▶ What you are asked to do
Return the records below line for line, with no change to any character.

▶ Records supplied
::::::::

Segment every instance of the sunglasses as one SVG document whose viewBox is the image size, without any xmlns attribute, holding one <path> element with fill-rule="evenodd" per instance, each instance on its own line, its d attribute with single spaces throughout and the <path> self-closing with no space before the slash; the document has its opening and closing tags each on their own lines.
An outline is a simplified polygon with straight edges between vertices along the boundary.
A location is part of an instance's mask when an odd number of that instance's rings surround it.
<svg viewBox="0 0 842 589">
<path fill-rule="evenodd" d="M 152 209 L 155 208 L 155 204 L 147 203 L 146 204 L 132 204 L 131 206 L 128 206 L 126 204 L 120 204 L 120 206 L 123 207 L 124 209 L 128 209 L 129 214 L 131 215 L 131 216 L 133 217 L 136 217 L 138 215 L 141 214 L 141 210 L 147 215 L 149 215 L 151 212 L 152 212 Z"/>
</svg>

::::::::

▶ The answer
Segment every instance of the sunglasses as one SVG document whose viewBox is the image size, without any xmlns attribute, holding one <path> element with fill-rule="evenodd" per instance, each instance on its own line, its d attribute with single spaces throughout and the <path> self-closing with no space before the slash; the document has its opening and closing tags each on their own lines.
An outline is a simplified polygon with straight edges between vertices along the boundary.
A location is part of an instance's mask when an odd number of that instance's rings surround it.
<svg viewBox="0 0 842 589">
<path fill-rule="evenodd" d="M 152 209 L 155 208 L 155 204 L 147 203 L 146 204 L 132 204 L 131 206 L 128 206 L 126 204 L 120 204 L 120 206 L 123 207 L 124 209 L 128 209 L 129 214 L 131 215 L 131 216 L 133 217 L 136 217 L 138 215 L 141 214 L 141 210 L 147 215 L 149 215 L 151 212 L 152 212 Z"/>
</svg>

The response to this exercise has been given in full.